# Mineralized TopSoil and Dry Start Method



## Aquaman55g (Jul 11, 2011)

My Spring/Summer project is going to be setting up a 40 gallon breeder sized low tech / no CO2 aquarium in my living room, which will have a soil substrate. I also want to try using the Dry Start Method of planting. I am planning to use only 2 pieces of mopani wood, a few pieces of slate along with such plants as HC, Riccia, some moss with just enough tall plants to conceal my heater, intake, etc.
I will be using rinsed top soil with pottery clay added and underneath as a base a sprinkling of both Muriate of Potash and Dolomite as per MTS instructions by Aaron T.
I was reading a post by Tom Barr on the Dry Start Method and my question is how long per day should the lights be on over the moist substrate with foreground plants such as HC Riccia, moss, etc. until it all grows in and the tank is cycled? Also, do I need to do anything besides keeping the light on and a moist substrate since the soil will be so rich in nutrients?
Thanks - :fish:


----------



## carpalstunna (Mar 22, 2012)

### Work to complete
Answer these questions using the forum post on mineralized topsoil:
1. What size aquarium does the poster plan to set up?
2. Which two substances will be sprinkled underneath as a base?
3. Whose post on the Dry Start Method was the poster reading?

### Data rows
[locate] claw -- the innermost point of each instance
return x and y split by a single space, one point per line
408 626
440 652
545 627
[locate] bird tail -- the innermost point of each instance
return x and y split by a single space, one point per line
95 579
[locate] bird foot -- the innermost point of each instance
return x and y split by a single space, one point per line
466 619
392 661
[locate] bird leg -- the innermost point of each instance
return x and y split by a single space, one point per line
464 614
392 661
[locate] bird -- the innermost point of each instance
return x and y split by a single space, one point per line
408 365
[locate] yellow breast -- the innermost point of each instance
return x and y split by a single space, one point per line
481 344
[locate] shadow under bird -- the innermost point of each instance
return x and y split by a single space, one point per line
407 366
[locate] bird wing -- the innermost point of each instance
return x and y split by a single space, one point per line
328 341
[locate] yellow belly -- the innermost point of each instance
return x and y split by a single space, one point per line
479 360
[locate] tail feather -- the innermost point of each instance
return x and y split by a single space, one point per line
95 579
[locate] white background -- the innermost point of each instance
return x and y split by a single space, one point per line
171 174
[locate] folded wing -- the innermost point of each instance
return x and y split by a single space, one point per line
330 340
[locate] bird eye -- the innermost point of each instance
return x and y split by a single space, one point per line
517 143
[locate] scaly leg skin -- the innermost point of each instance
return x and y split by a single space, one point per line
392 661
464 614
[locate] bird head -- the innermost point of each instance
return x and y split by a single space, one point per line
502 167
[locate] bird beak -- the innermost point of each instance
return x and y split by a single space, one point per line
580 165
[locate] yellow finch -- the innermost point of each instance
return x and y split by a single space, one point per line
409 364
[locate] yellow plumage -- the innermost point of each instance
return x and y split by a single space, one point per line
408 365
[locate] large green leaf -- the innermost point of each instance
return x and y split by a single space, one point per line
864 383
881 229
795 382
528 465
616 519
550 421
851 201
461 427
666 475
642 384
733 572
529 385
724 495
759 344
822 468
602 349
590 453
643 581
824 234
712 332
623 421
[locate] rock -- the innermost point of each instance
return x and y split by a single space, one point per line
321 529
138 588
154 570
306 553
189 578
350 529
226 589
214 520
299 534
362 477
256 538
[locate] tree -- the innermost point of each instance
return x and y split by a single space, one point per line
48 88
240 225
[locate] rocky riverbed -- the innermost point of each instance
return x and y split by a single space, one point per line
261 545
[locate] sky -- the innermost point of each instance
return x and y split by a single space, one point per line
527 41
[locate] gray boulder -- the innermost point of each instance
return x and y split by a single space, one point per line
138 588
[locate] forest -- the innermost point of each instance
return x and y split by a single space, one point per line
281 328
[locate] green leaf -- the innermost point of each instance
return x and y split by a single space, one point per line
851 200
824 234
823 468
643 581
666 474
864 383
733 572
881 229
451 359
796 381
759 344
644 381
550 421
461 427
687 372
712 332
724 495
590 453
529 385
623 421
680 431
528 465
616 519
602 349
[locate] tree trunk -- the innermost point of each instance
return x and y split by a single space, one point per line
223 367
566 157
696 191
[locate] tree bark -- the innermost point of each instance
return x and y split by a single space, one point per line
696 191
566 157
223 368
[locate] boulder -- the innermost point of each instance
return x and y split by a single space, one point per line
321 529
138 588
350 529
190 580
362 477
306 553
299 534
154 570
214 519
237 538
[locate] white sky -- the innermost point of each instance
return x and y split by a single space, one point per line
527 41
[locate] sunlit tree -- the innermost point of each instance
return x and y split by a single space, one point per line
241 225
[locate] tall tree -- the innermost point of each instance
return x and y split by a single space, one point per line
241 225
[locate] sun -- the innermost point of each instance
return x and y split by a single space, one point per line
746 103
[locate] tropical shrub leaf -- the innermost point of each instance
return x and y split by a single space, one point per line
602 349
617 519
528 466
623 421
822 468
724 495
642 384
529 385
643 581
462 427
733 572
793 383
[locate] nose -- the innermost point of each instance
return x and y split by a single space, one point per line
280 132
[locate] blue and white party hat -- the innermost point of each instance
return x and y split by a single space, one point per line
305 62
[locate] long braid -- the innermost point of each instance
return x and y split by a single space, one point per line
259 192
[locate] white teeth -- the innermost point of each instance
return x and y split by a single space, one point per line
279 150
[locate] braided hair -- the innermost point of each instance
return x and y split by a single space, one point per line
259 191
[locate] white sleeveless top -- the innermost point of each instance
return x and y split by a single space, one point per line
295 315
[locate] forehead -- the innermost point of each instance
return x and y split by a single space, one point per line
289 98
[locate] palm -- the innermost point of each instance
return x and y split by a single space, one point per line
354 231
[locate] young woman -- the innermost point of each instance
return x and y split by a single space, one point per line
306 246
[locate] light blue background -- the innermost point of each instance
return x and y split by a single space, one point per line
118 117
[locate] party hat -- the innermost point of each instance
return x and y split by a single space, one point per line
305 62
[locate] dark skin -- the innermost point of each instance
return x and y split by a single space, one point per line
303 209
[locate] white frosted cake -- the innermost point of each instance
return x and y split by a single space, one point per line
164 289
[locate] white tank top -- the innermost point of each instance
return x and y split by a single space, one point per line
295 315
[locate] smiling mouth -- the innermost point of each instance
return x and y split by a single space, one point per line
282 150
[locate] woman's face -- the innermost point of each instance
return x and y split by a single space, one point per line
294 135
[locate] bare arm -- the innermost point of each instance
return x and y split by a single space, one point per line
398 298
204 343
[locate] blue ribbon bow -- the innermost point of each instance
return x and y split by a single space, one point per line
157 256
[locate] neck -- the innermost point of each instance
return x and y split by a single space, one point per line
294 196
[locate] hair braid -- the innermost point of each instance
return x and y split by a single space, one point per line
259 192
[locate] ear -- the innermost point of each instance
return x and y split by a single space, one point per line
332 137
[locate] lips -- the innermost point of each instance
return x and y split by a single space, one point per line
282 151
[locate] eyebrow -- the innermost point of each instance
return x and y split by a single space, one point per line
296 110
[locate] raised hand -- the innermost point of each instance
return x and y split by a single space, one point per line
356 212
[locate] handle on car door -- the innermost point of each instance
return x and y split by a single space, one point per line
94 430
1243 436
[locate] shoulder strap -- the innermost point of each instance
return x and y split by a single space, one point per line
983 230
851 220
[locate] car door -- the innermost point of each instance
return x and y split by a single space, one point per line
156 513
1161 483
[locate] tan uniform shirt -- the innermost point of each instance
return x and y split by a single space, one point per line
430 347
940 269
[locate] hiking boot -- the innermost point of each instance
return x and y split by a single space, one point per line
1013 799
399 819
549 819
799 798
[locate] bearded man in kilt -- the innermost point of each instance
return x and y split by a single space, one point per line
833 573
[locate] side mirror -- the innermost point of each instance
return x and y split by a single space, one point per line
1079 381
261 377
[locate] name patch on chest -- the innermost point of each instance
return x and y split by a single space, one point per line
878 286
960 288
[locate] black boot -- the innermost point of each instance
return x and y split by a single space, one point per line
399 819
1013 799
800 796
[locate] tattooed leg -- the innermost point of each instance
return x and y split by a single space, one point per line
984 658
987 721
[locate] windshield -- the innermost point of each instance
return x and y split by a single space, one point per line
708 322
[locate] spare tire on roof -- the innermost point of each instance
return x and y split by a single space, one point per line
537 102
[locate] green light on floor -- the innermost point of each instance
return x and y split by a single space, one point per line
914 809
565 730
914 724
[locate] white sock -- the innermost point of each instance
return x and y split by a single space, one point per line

### Full response
1. A 40 gallon breeder sized aquarium.
2. Muriate of Potash and Dolomite.
3. Tom Barr's.